There are two basic fighting moves rats use when they’re playing fight: pouncing and pinging. Both of these look playful and agile and hardly threatening. Think about when children roughhouse; it looks like it could get violent, but it’s much different than two children fighting because they’re angry.

Pouncing is when one rat jumps onto another rat. The pouncing rat will jump onto any part of the other rat: the head, the rear, the side – it doesn’t really matter. Young rats will get off of their pounced victim almost immediately. Adult rats don’t often pounce, but if they do, they’ll most likely stay there and turn it into an aggressive fight.

Pinging shouldn’t turn aggressive, as it’s almost always used for playing. They’ll pounce onto their target and then jump off, run around the cage, and pounce again. It’s common in young rats because they’re full of energy. You probably won’t find your adult rats pinging unless they have an exciting personality.

What to produce
Output the part of the passage on rat play fighting that starts at "There are two" and ends at "because they’re angry.", word for word. The records that come next are from a separate source and are unrelated to the passage on rat play fighting.

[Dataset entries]
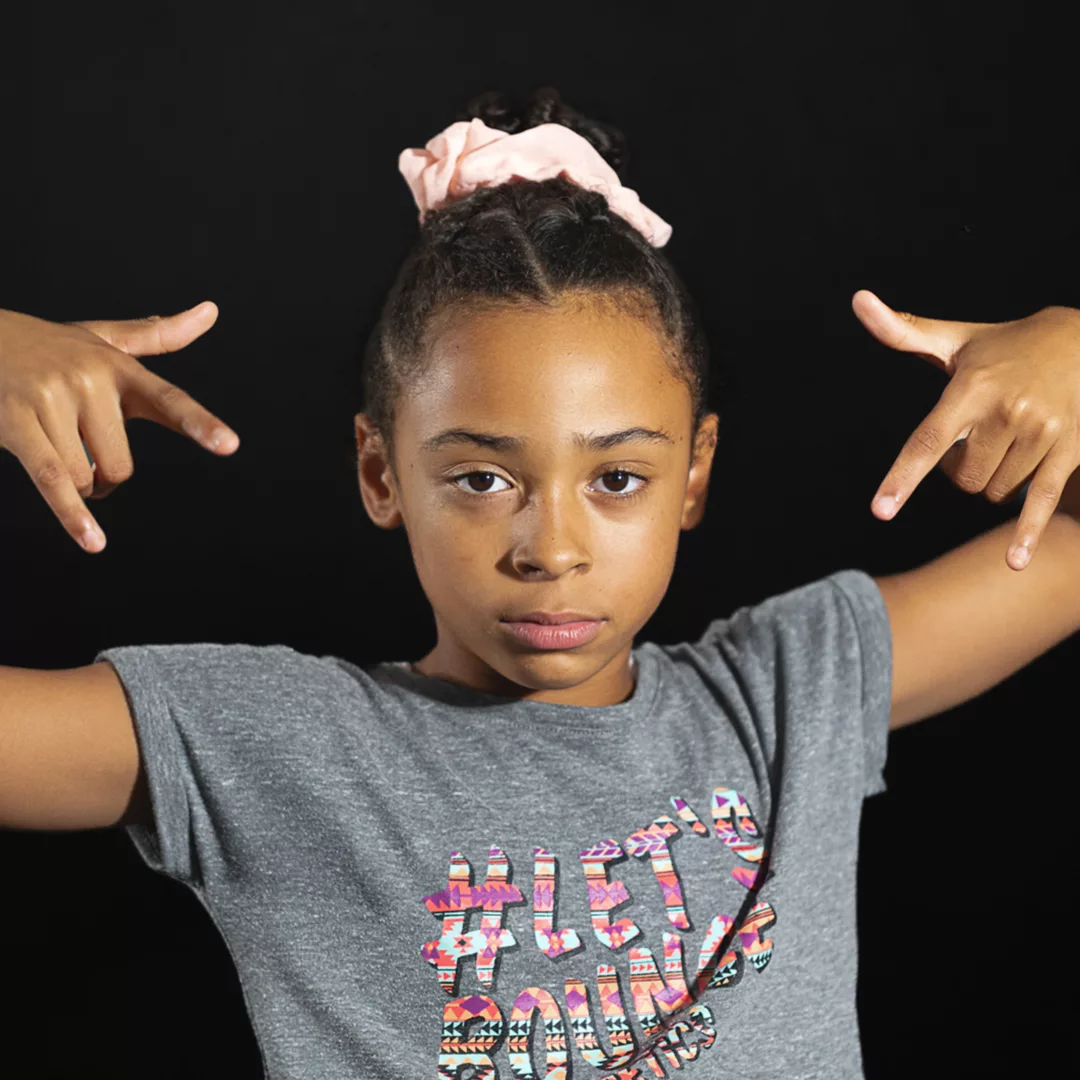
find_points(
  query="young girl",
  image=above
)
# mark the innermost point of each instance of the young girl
(540, 850)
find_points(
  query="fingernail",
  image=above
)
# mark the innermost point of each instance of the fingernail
(886, 504)
(1020, 556)
(92, 539)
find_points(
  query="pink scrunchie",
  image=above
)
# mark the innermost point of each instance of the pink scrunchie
(469, 154)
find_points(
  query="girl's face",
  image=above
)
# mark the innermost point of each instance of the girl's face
(543, 464)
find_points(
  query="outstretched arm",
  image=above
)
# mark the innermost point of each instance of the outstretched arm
(1010, 418)
(966, 621)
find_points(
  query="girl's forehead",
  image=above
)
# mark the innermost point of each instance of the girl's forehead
(554, 361)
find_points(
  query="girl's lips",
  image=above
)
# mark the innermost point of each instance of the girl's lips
(564, 635)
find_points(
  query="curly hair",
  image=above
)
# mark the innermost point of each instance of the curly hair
(532, 243)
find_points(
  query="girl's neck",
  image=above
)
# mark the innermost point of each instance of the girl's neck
(610, 686)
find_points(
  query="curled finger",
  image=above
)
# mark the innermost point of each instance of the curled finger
(1043, 494)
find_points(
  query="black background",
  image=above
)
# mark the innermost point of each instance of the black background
(159, 154)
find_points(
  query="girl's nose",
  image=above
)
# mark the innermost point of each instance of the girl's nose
(551, 539)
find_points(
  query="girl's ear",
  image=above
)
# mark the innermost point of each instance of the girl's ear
(377, 483)
(701, 463)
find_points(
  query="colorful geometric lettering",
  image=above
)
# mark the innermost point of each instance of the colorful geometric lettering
(604, 894)
(652, 841)
(685, 813)
(459, 1047)
(649, 989)
(459, 898)
(554, 1036)
(730, 815)
(551, 942)
(619, 1031)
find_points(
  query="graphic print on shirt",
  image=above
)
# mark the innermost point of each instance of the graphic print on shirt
(538, 1026)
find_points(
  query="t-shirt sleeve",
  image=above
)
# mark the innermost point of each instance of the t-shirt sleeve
(813, 672)
(216, 727)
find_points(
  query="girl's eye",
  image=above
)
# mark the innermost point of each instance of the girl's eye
(619, 482)
(481, 483)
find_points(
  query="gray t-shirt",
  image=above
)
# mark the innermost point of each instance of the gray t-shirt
(416, 879)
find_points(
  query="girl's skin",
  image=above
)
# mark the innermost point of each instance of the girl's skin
(552, 531)
(542, 527)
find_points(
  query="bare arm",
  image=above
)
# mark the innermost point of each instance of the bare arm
(69, 758)
(967, 621)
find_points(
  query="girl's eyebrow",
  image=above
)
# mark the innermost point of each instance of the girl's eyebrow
(512, 443)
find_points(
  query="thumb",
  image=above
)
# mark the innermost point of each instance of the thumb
(939, 340)
(154, 335)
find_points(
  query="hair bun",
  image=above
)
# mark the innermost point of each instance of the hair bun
(545, 106)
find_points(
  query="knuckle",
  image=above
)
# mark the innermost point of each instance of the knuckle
(1052, 426)
(49, 473)
(51, 387)
(1016, 410)
(969, 481)
(82, 477)
(927, 440)
(169, 396)
(1042, 493)
(116, 472)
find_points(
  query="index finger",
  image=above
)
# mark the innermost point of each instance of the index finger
(926, 446)
(157, 399)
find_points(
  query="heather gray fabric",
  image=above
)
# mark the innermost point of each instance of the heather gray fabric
(315, 809)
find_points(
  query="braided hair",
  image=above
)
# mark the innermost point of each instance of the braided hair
(534, 243)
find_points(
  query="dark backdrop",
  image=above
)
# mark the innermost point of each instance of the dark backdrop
(159, 154)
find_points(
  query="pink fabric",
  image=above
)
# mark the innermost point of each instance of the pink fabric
(469, 154)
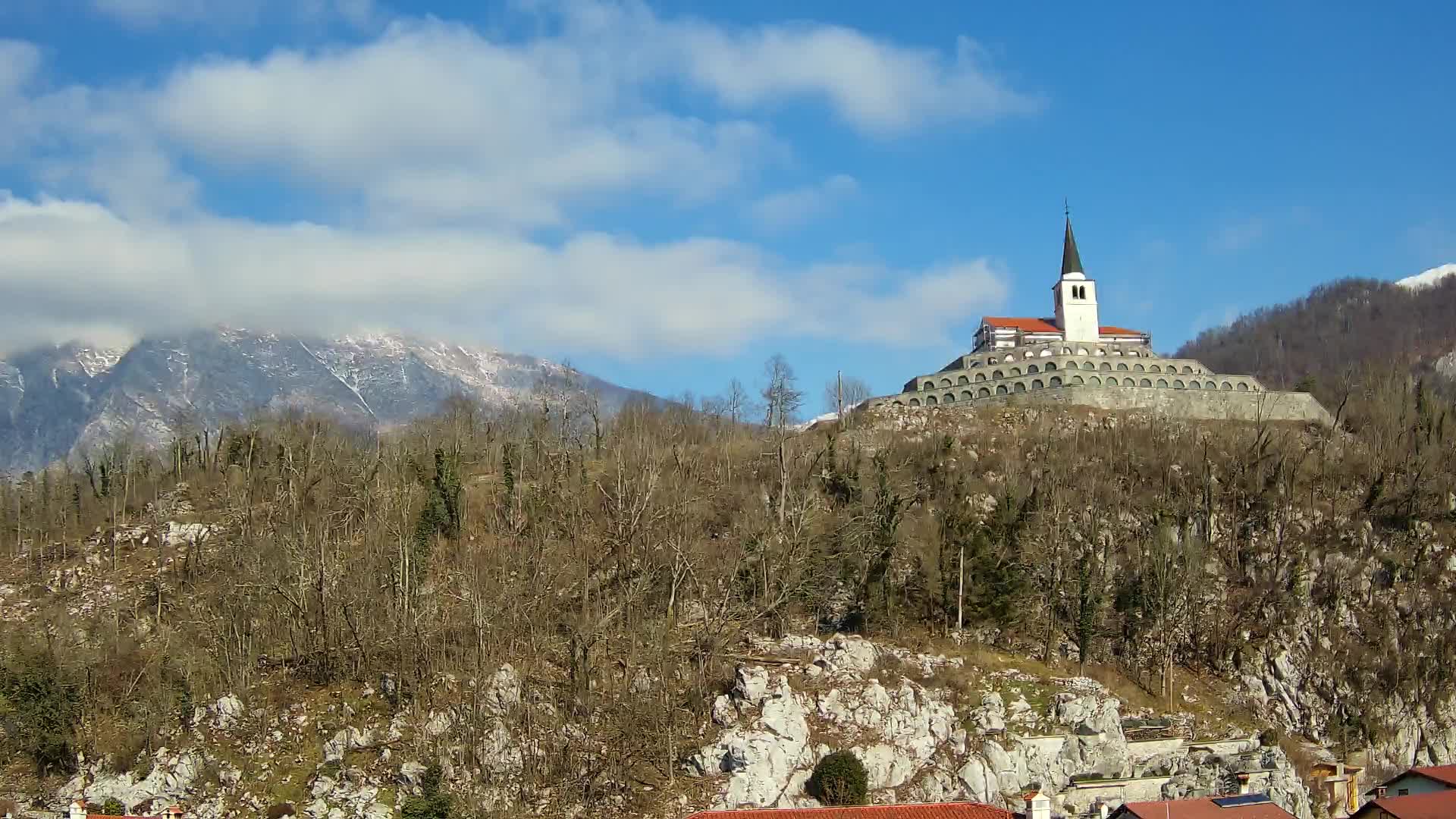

Task response
There are two basic fighting moves rats use when they’re playing fight: pouncing and pinging. Both of these look playful and agile and hardly threatening. Think about when children roughhouse; it looks like it could get violent, but it’s much different than two children fighting because they’re angry.